• [DEINE ANWEISUNGEN]
Skaliere den Teil, der am Anfang der Zeilen beginnt und mit der Zeile endet, die „362 252 425 285“ enthält (beide Enden eingeschlossen). Gib nur diesen Teil samt Aufforderungen wieder, aber ohne die Bilder. Multipliziere dabei alle Rahmenkoordinaten in den Antworten mit 1,05 und runde auf ganze Zahlen, wobei ,5 aufgerundet wird.

---

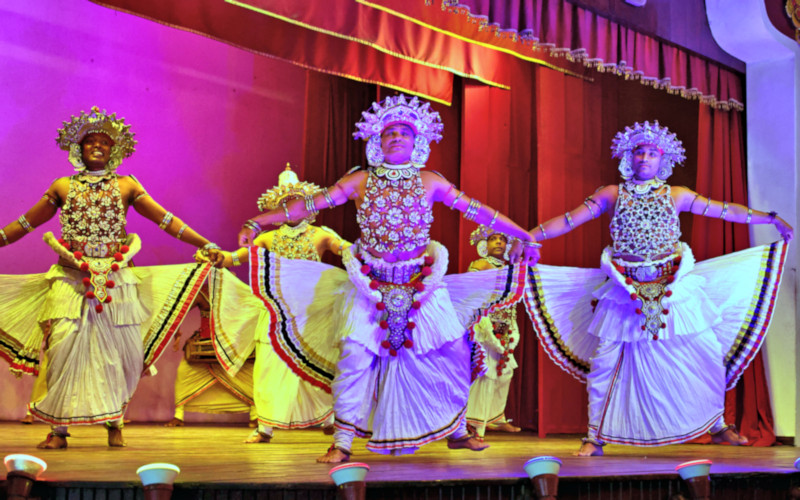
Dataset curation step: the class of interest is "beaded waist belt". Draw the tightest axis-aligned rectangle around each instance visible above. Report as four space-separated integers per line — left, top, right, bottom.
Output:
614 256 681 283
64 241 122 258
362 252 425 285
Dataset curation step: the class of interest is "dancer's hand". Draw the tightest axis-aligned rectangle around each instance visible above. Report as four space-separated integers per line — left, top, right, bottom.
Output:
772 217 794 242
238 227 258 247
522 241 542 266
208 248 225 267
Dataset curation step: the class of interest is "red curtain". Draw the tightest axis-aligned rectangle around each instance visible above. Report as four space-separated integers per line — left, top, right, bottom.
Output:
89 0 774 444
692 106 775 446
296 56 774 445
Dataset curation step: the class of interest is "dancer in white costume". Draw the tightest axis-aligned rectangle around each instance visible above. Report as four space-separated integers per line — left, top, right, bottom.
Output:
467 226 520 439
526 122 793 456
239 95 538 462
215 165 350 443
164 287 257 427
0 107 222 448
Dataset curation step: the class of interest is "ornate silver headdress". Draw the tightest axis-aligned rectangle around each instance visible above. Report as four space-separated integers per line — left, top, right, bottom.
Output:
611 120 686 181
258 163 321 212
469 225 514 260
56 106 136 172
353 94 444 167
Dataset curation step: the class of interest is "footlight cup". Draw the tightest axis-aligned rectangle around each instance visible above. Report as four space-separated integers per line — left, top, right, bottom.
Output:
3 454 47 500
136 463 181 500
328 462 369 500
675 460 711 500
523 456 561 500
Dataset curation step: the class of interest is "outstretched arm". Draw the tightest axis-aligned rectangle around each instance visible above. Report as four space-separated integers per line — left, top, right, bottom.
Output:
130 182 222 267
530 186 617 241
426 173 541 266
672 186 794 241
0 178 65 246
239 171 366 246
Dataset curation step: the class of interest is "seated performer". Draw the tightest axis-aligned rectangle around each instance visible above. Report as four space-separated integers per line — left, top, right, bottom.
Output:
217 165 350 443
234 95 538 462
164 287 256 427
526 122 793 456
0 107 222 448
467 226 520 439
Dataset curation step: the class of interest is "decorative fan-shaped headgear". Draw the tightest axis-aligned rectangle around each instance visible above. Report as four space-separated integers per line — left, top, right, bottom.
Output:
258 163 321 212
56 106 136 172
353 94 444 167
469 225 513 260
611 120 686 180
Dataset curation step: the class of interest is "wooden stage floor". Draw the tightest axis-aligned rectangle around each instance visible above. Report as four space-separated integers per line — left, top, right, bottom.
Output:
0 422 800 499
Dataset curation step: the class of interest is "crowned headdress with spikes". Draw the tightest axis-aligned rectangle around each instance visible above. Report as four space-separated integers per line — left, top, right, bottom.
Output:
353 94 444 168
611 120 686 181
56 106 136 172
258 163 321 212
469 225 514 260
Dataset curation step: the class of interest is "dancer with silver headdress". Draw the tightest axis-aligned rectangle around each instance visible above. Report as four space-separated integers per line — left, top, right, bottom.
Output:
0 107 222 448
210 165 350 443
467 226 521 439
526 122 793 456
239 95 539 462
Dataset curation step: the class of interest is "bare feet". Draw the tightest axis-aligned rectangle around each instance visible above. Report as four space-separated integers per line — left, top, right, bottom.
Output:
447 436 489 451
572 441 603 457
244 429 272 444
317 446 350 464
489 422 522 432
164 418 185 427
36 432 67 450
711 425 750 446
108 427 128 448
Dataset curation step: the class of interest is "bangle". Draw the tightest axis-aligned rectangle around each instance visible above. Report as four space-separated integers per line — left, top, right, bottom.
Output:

---

• [LÖSUNG DER AUFGABE]
Dataset curation step: the class of interest is "beaded waist belt". Draw the tightest axis-aligned rectangle around each instance visible above. Report as four space-separated integers per line — left, top, right, bottom.
Output:
645 269 715 297
67 253 128 271
380 265 446 299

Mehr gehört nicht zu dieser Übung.